Extracted records
-=-=-=-=-
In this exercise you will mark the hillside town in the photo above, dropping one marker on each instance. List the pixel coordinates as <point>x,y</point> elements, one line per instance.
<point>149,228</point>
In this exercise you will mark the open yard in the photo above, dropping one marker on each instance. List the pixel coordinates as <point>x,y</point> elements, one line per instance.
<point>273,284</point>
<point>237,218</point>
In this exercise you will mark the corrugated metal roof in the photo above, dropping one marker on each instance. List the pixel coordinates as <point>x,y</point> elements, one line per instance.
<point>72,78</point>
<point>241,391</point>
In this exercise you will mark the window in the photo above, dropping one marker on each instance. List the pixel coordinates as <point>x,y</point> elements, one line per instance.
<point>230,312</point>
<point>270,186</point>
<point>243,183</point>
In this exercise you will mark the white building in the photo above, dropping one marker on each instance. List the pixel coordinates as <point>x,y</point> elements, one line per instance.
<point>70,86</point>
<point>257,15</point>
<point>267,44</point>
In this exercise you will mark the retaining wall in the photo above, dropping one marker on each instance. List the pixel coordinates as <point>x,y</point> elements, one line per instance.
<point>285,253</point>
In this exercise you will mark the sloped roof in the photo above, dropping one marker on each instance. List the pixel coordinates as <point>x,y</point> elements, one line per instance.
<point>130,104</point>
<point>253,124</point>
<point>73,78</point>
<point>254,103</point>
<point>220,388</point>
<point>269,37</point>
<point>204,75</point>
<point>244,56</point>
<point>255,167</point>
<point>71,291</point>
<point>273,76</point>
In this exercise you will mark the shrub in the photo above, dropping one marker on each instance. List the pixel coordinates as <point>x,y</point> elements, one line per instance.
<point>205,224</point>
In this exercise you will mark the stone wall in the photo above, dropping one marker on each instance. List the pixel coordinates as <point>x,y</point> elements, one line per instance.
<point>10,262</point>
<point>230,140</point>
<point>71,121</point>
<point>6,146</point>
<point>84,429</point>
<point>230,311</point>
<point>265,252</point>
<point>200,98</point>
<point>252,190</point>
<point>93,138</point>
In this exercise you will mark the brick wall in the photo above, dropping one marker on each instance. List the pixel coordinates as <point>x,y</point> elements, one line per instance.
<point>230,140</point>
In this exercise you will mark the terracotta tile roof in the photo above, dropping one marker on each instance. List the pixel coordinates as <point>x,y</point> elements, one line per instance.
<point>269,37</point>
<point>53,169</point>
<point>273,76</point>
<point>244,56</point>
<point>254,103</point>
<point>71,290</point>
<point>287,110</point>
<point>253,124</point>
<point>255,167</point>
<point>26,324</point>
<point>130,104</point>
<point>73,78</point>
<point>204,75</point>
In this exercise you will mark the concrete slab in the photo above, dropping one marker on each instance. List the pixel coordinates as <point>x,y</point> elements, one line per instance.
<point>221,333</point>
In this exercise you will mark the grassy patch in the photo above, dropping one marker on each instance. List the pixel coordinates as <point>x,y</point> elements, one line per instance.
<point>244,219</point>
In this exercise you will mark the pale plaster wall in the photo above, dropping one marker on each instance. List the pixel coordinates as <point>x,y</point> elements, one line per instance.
-=-=-=-=-
### WHAT YOU SHOULD DO
Write every entry out again. Leave each one exactly as it is.

### SOLUTION TO THE PROBLEM
In this exercise you will mark the hillside town in the photo above, dropping one marker on each instance. List the pixel coordinates as <point>x,y</point> elements, one line per instance.
<point>149,228</point>
In this exercise you will mark the open yard in the photo above, dropping one marker on each instance. List the pixel coordinates as <point>x,y</point> elements, one line per instance.
<point>273,284</point>
<point>237,218</point>
In this exercise you will mark the corrugated metal roof in the photo above, dropping one marker on each instance. List the pixel coordinates as <point>x,y</point> elements, one line per instance.
<point>72,78</point>
<point>241,391</point>
In this exercise you will mark the window in the photo above, dropping one marker on each instance. List the pixel coordinates as <point>x,y</point> elements, one line per instance.
<point>230,312</point>
<point>270,186</point>
<point>243,183</point>
In this exercise you will mark the white building in the photo above, dropping one marker on each instance. List the pixel coordinates as <point>x,y</point> elements, one line per instance.
<point>70,86</point>
<point>257,15</point>
<point>267,44</point>
In this exercise you will mark the retaining wall in the photo above, dropping one marker on each instance. List the pixel coordinates as <point>x,y</point> elements, one line per instance.
<point>285,253</point>
In this exercise you will mark the sloped roof in the photo above, dropping one marker on each instance. List the pixel coordinates as <point>x,y</point> elements, one line per instance.
<point>130,104</point>
<point>253,124</point>
<point>73,78</point>
<point>254,103</point>
<point>220,388</point>
<point>269,37</point>
<point>204,75</point>
<point>244,56</point>
<point>255,167</point>
<point>71,291</point>
<point>273,76</point>
In this exercise you will mark the shrub in the photo above, dropping one marker on each instance. List the pixel coordinates as <point>x,y</point> elements, one line per instance.
<point>205,224</point>
In this exercise you will mark the stone wall in the photo above, dropping one marker on each instance. List the pixel coordinates as <point>x,y</point> elements, one line per instance.
<point>10,262</point>
<point>230,140</point>
<point>71,121</point>
<point>6,146</point>
<point>84,429</point>
<point>230,311</point>
<point>265,252</point>
<point>200,98</point>
<point>252,190</point>
<point>93,138</point>
In this exercise you will mark the brick wall in the photo above, dropping one marker on each instance. List the pixel coordinates as <point>x,y</point> elements, one line per instance.
<point>230,140</point>
In this exercise you will mark the terracotta tile roof in the photo above, dropping one marker on each instance. List the pixel coordinates as <point>x,y</point> elements, one line per instance.
<point>269,37</point>
<point>53,169</point>
<point>273,76</point>
<point>244,56</point>
<point>254,103</point>
<point>71,290</point>
<point>287,110</point>
<point>253,124</point>
<point>255,167</point>
<point>26,324</point>
<point>130,104</point>
<point>73,78</point>
<point>204,75</point>
In this exercise you will mark the concrete slab in the photo above, dropping one marker on each instance. List the pixel coordinates as <point>x,y</point> elements, one line per instance.
<point>221,333</point>
In this exercise you will mark the grassy patch in the photo above, dropping one marker on each instance. List the pixel coordinates as <point>x,y</point> elements, one line per instance.
<point>244,219</point>
In this exercise you will mark the pale plaster wall in the photo above, dropping one marker on each instance. List the pixel coordinates as <point>x,y</point> elements, one line per instance.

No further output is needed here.